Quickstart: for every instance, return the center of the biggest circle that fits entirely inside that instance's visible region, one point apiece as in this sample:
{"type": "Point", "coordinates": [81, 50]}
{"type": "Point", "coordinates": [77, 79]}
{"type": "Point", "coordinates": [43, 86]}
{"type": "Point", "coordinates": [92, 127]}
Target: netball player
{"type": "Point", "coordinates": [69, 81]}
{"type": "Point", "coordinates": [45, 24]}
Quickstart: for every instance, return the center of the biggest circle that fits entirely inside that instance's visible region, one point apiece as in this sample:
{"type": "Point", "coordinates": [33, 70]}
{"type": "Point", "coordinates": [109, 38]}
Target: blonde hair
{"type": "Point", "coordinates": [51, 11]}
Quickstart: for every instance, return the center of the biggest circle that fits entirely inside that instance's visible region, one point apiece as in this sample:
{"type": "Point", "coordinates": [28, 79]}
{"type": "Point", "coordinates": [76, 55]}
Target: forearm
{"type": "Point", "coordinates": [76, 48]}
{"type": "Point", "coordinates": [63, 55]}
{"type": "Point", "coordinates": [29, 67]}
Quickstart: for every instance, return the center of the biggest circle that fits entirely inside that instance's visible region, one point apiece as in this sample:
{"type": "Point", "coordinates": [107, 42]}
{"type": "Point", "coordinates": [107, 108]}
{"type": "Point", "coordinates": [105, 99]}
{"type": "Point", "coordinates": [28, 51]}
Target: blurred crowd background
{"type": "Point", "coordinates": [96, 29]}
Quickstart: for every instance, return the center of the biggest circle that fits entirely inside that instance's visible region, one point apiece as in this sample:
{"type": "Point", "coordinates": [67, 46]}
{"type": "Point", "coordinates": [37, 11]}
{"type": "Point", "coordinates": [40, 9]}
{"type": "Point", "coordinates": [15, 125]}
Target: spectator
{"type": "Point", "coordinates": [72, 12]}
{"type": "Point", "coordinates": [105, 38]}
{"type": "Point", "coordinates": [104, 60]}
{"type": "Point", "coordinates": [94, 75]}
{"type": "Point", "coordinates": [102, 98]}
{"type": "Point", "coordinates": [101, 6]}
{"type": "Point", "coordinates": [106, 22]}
···
Exercise goal> Each record is to be transcribed exactly and in full.

Response to this exercise>
Quickstart: for every instance, return the center of the biggest circle that fits entirely inside that instance's visible region, one point apiece as in this sample:
{"type": "Point", "coordinates": [81, 50]}
{"type": "Point", "coordinates": [77, 79]}
{"type": "Point", "coordinates": [43, 86]}
{"type": "Point", "coordinates": [92, 127]}
Target: netball player
{"type": "Point", "coordinates": [69, 81]}
{"type": "Point", "coordinates": [45, 24]}
Quickstart: for every instance, return the center of the biggest circle that fits entirely inside that instance's visible region, one point apiece as in this sample:
{"type": "Point", "coordinates": [33, 70]}
{"type": "Point", "coordinates": [109, 38]}
Target: blonde hair
{"type": "Point", "coordinates": [51, 11]}
Quickstart: for every instance, return the center of the biggest circle that fits entirely inside that instance's visible region, one point apiece as in this sample:
{"type": "Point", "coordinates": [28, 79]}
{"type": "Point", "coordinates": [76, 55]}
Target: forearm
{"type": "Point", "coordinates": [76, 48]}
{"type": "Point", "coordinates": [63, 55]}
{"type": "Point", "coordinates": [29, 67]}
Quickstart: for every instance, return the center of the biggest circle that fits entirely inside that instance's visible region, one point apiece as in this sample:
{"type": "Point", "coordinates": [107, 42]}
{"type": "Point", "coordinates": [107, 108]}
{"type": "Point", "coordinates": [105, 99]}
{"type": "Point", "coordinates": [28, 51]}
Target: blurred crowd background
{"type": "Point", "coordinates": [96, 29]}
Quickstart: for every instance, return the center of the biggest circle that fits entirely inside that instance's visible region, one point apiece as in this sample:
{"type": "Point", "coordinates": [67, 46]}
{"type": "Point", "coordinates": [37, 11]}
{"type": "Point", "coordinates": [40, 9]}
{"type": "Point", "coordinates": [15, 125]}
Target: spectator
{"type": "Point", "coordinates": [72, 12]}
{"type": "Point", "coordinates": [105, 38]}
{"type": "Point", "coordinates": [104, 60]}
{"type": "Point", "coordinates": [94, 75]}
{"type": "Point", "coordinates": [102, 98]}
{"type": "Point", "coordinates": [101, 6]}
{"type": "Point", "coordinates": [106, 22]}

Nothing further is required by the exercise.